**Available records:**

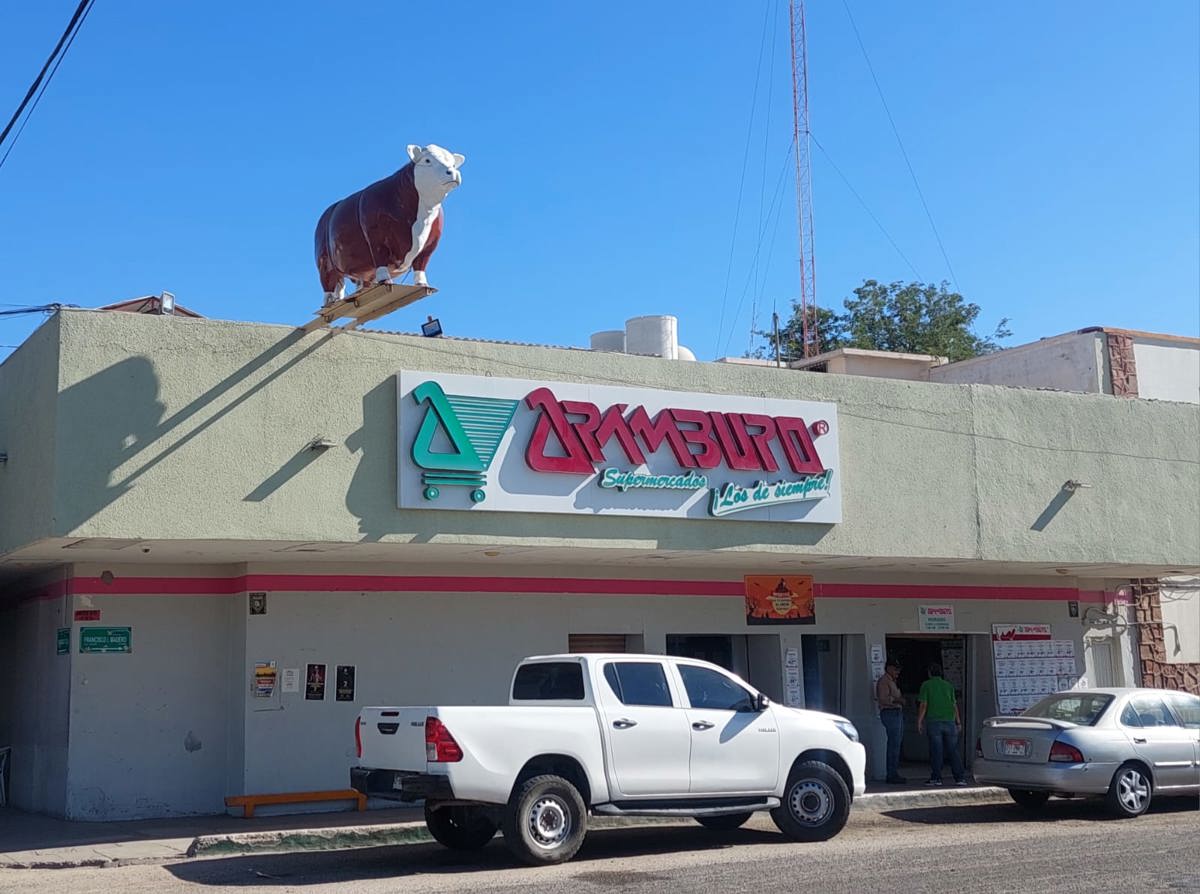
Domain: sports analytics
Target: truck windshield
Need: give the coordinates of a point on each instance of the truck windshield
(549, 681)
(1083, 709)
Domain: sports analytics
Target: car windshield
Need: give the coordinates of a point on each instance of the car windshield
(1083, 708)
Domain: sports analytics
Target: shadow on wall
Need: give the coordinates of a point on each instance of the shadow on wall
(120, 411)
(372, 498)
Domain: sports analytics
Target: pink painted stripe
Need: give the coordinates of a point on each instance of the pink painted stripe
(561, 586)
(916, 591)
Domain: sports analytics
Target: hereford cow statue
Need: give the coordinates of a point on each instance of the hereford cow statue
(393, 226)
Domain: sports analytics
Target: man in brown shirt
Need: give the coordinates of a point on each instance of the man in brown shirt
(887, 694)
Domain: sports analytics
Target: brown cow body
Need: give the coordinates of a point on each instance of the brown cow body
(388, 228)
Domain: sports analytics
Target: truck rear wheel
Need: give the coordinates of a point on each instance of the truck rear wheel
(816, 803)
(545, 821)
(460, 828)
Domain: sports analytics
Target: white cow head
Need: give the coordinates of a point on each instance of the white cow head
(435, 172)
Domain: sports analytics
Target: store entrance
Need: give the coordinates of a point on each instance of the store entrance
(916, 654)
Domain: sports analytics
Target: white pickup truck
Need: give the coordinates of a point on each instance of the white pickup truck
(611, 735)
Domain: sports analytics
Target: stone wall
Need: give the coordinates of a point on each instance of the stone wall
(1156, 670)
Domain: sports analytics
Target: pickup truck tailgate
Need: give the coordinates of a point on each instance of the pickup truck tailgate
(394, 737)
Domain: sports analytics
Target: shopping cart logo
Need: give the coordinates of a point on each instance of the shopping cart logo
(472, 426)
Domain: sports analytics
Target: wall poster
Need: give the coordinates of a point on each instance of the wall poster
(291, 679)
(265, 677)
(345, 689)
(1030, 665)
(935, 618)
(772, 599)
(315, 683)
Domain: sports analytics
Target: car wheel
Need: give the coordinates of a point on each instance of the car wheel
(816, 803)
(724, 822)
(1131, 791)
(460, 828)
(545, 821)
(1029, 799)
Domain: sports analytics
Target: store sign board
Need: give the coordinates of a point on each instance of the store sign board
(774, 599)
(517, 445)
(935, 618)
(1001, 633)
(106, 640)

**Required task:**
Output the material word for word, omitting its pictures.

**Finished exercise:**
Domain: sports analytics
Target: truck windshield
Need: give the coordinates of a point on each instance of the truck windshield
(549, 681)
(1083, 709)
Domain: sports analytics
Target: car windshield
Need: give the coordinates of a point on each instance of the car windshield
(1083, 708)
Domain: sports analytics
Target: shadow on wall
Need: give the coordinates of a point on each instance of the shadow on wall
(120, 411)
(372, 498)
Domain: sports analytics
Target: pink painted stripe
Need: give the coordinates of a point on each instance of the pink painted stripe
(561, 586)
(916, 591)
Domain: sports analytics
Target: hereford cow statue
Need: give the coordinates of a point on each instance of the hereford cow statue
(393, 226)
Domain: sports analytics
Target: man in brown shirt
Need: give the coordinates of a point on each instance of the man in brown shirt
(887, 694)
Domain: sports analytics
Target: brown cow body
Need: give the coordinates of a point on each instance of the brown cow body
(388, 228)
Domain: sports analytics
Target: truck rear wheel
Need: give the coordinates of a point on each instance of the truck rear wheel
(816, 803)
(545, 821)
(460, 828)
Domain: sports analytics
Target: white cow head
Need: give the coordinates of a point on each instance of the white cow head
(435, 172)
Domain: sports analytics
Target: store entrance
Need: give the coordinates of a point on each instance of the store entrance
(916, 654)
Domain: sports analytics
Target: white pickup truck
Need: give the coordinates of a point on each instance of the white pickup truck
(611, 735)
Domain: sports analytics
Target: stone wall
Need: give the coordinates of a point on each instance of the stone wall
(1156, 670)
Domain: sports analytics
Target: pickup truck tailgate
Need: give the coordinates of a point on each instance of the pickup truck tailgate
(394, 737)
Domain: sports analytics
Target: shopping cart logo
Need: give the coordinates of a point on each instance of the shopping cart logo
(472, 426)
Domain: sports analytics
Target: wall poster
Need: give the coordinates of a point on each instance of the wall poster
(291, 679)
(265, 677)
(345, 689)
(1030, 665)
(935, 618)
(772, 599)
(315, 683)
Domain: sports analytics
Target: car wheel
Need: give the coordinates of a point on each instance of the car wheel
(816, 803)
(724, 822)
(1131, 791)
(460, 828)
(545, 821)
(1029, 799)
Domain: sports analytics
Target: store sign board
Need: give the coordinates of a point on each instance of the store sign board
(774, 599)
(517, 445)
(935, 618)
(1001, 633)
(106, 640)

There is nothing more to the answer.